(Data entries)
········
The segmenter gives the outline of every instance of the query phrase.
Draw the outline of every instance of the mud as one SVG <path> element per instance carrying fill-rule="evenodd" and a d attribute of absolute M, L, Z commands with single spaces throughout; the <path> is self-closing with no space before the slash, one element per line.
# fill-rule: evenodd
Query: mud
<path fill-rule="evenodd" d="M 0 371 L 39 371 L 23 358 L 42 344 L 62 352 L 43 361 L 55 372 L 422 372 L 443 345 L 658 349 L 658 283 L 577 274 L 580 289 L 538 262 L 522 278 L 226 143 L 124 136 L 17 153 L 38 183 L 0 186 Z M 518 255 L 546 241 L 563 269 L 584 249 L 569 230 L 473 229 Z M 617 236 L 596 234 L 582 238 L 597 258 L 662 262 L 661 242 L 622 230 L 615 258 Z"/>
········
> WORK TO BE COMPLETED: Copy the material above line for line, keeping every character unchanged.

> CORRECT OUTPUT:
The segmenter gives the outline of every instance of the query phrase.
Draw the outline of every instance of the mud as one SVG <path> element per instance carrying fill-rule="evenodd" and a d attribute of absolute M, L, Z commands with single spaces throughout; the <path> is self-closing with no space before the slash, one element per line.
# fill-rule: evenodd
Query: mud
<path fill-rule="evenodd" d="M 0 371 L 39 371 L 23 358 L 42 344 L 62 352 L 43 361 L 55 372 L 422 372 L 443 345 L 658 349 L 658 283 L 577 274 L 580 289 L 538 262 L 522 278 L 226 143 L 124 136 L 17 153 L 38 183 L 0 186 Z M 518 255 L 546 241 L 563 269 L 584 249 L 569 230 L 473 229 Z M 617 236 L 596 234 L 582 238 L 597 258 L 662 262 L 661 242 L 622 230 L 615 258 Z"/>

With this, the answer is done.